-- Document section start --

Tool-result overflow handling now retries recoverable sessions

Takhoffman

·Apr 6, 2026·#61651Align tool-result truncation more closely with PI

Sessions with oversized tool results can now recover without failing—the system estimates prompt size before sending to the model, then applies the cheapest available fix (truncation, compaction, or both) and retries.

When a tool produces output that exceeds the model's context window, OpenClaw must decide how to recover. The old approach stored raw tool results and repeatedly rewrote them during live context processing—tool results could be truncated, compacted, and rewritten multiple times as the model requested more tools. This created unpredictable behavior and made overflow errors harder to recover from.

This PR restructures tool-result overflow handling around a simple principle: truncate once, store once, and decide the recovery strategy upfront. Tool results are now bounded at a central ingress point before they reach session history. A precheck before each provider call estimates whether the assembled prompt will fit within the context budget. If it doesn't, the system classifies the bottleneck—tool results too large, older history too large, or both—and routes to the cheapest path that resolves it. Truncation targets recent tool-result tails first, keeping real content visible rather than replacing outputs with placeholder markers. Only when precheck-based recovery doesn't help does the system fall back to provider-reported overflow handling.

The practical effect is that sessions previously marked as unrecoverable can now retry with smaller context. Context overflow no longer means the session is dead. The change also unifies truncation notices to a consistent PI-style format so agents can parse them reliably.

This work is part of a larger effort to align OpenClaw's runtime behavior with PI's model, while keeping OpenClaw's central safety backstops and session repair fallbacks intact.

-- Document section end --

_To do_
1. Answer each question from the changelog entry.
(a) What date does the changelog entry carry?
(b) Where are tool results now bounded before they reach session history?
(c) What does truncation target first?
2. The changelog entry states a simple principle around which this PR restructures tool-result overflow handling. List every part of that principle.
3. Reproduce the changelog entry word for word, everything from "When a tool" down to "to recover from.".
The listing after this point is not used in any exercise.

-- Raw records start --

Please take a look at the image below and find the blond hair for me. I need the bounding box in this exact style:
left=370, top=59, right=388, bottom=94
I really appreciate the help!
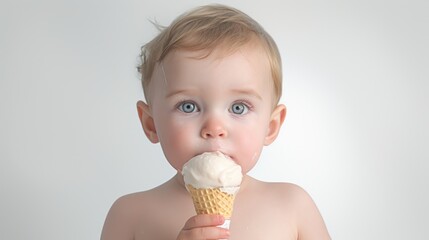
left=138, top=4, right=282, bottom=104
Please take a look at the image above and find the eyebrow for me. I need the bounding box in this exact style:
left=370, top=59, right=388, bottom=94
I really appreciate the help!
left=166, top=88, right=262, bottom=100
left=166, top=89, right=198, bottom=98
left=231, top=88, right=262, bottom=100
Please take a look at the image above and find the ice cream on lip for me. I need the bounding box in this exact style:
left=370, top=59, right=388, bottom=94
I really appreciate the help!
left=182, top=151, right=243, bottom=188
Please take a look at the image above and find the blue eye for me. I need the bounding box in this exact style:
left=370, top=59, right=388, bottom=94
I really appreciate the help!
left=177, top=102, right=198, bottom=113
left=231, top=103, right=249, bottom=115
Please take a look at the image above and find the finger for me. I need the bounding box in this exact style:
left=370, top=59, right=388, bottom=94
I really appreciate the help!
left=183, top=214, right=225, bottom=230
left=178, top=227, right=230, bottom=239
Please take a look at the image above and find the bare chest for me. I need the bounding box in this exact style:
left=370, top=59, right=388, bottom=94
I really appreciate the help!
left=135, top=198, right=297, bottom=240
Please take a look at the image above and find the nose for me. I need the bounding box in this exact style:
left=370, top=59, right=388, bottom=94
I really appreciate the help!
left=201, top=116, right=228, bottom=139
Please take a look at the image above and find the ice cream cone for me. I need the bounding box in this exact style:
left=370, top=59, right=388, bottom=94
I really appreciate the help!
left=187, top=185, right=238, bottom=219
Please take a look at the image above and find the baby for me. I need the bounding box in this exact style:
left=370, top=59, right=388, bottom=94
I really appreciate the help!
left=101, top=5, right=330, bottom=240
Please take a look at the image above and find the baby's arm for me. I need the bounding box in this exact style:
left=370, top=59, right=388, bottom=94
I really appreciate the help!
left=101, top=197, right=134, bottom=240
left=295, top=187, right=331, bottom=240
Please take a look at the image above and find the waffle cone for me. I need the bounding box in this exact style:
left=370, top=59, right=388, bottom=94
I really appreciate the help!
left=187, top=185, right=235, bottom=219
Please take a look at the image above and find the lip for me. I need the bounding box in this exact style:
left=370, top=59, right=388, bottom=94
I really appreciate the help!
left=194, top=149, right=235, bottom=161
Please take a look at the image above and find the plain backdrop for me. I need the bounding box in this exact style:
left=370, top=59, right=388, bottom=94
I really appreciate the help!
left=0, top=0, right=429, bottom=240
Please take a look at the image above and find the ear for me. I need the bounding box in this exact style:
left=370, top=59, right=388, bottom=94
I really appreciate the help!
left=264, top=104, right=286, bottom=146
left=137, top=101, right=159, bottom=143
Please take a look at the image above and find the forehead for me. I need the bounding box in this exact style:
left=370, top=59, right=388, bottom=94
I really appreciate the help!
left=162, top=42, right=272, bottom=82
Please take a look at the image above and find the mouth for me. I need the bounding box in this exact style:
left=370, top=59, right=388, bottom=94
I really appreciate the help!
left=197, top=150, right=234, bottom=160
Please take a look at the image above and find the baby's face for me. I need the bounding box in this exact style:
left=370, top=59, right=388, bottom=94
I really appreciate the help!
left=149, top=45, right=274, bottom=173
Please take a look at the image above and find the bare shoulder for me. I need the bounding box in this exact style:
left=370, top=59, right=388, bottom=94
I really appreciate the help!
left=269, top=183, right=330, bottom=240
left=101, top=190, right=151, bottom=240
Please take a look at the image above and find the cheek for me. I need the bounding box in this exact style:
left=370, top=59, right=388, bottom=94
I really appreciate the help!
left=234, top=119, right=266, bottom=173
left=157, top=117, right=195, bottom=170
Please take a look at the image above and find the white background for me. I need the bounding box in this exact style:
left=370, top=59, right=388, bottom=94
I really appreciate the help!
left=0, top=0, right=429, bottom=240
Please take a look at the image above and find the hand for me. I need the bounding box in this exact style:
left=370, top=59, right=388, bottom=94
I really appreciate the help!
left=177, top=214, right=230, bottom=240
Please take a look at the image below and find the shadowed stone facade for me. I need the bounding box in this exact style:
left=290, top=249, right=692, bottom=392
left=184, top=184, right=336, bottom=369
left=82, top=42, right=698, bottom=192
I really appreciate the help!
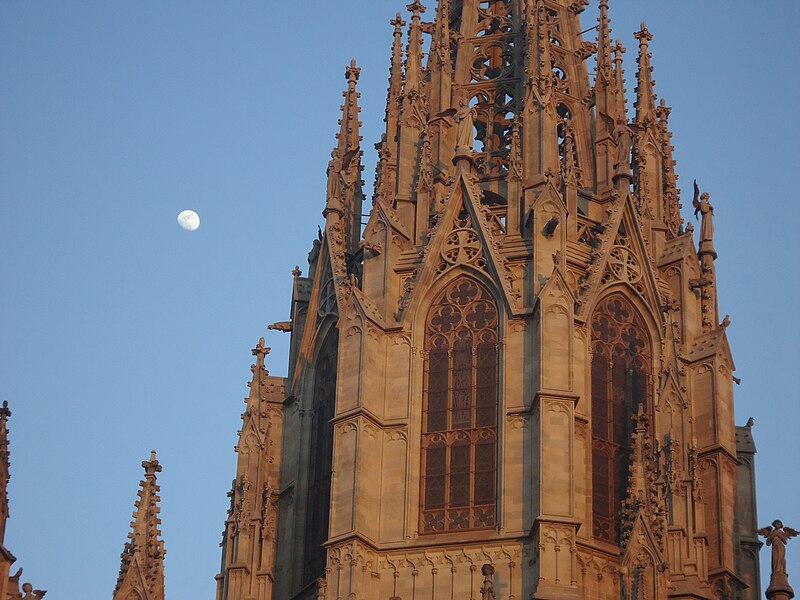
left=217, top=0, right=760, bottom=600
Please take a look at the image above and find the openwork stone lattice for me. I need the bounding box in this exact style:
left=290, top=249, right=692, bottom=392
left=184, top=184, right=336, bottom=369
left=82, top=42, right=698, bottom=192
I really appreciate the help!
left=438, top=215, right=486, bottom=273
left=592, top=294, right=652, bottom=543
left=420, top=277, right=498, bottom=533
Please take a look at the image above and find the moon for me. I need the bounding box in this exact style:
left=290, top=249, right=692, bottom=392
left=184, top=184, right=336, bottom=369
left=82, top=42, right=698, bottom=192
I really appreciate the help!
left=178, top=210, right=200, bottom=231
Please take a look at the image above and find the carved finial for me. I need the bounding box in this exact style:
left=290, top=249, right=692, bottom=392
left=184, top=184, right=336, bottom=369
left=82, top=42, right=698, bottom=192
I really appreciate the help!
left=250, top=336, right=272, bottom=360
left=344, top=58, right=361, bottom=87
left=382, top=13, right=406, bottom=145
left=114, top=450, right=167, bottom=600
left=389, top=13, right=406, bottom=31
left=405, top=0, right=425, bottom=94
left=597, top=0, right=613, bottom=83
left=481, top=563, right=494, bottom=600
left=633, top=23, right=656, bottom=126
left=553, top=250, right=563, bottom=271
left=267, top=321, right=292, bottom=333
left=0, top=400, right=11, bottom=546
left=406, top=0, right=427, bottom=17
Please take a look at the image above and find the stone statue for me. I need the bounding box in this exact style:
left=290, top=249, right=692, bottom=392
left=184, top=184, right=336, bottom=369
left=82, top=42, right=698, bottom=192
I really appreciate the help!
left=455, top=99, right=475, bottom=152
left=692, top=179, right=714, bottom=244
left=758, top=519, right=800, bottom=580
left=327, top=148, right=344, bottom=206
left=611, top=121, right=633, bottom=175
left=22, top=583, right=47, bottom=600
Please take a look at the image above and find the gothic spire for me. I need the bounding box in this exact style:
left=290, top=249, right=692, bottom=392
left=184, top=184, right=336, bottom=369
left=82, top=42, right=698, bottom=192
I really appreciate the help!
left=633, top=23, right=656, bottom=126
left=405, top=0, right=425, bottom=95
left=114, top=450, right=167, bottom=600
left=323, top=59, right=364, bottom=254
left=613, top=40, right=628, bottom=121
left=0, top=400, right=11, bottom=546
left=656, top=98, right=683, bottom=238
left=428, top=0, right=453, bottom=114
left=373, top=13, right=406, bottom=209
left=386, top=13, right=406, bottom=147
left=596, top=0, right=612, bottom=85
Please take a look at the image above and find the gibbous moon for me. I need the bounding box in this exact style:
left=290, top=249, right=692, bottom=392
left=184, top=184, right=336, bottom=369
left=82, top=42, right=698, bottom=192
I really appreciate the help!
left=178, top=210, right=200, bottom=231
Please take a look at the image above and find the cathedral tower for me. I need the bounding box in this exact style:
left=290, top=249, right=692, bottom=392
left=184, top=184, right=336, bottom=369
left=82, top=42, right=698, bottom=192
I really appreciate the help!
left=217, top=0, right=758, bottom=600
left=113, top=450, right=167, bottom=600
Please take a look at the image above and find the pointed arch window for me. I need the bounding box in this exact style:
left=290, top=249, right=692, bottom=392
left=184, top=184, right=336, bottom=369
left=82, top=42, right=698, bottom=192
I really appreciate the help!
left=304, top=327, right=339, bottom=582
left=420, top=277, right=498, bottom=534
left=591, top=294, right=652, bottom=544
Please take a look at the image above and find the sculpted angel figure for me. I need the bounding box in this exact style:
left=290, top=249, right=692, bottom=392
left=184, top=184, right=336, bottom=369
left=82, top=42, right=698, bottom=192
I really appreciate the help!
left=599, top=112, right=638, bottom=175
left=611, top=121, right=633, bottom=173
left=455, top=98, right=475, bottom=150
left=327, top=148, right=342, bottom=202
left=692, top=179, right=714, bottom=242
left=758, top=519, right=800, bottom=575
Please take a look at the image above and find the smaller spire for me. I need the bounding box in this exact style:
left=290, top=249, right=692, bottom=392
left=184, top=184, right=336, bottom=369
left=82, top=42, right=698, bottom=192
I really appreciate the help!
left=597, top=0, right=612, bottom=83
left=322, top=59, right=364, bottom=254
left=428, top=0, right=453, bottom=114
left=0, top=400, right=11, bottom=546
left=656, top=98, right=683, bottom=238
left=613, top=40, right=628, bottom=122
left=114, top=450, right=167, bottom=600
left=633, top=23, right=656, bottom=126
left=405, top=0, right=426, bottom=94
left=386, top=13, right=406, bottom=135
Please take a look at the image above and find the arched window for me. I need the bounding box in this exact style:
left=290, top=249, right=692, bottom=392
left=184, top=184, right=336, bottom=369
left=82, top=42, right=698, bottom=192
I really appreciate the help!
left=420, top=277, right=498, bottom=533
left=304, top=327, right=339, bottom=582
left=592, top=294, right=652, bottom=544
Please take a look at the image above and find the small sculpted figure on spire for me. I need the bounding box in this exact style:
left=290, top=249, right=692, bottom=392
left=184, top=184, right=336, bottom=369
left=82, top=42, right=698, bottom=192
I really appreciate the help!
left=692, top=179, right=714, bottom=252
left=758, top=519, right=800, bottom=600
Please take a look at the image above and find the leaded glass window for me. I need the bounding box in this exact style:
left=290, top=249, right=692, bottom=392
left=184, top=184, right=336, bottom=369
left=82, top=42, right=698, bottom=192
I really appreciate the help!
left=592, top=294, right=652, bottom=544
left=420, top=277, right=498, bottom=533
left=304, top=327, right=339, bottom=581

-- Raw records end --

_Answers in order_
1.
(a) Apr 6, 2026
(b) At a central ingress point
(c) Recent tool-result tails

2.
- Truncate once
- Store once
- Decide the recovery strategy upfront

3.
When a tool produces output that exceeds the model's context window, OpenClaw must decide how to recover. The old approach stored raw tool results and repeatedly rewrote them during live context processing—tool results could be truncated, compacted, and rewritten multiple times as the model requested more tools. This created unpredictable behavior and made overflow errors harder to recover from.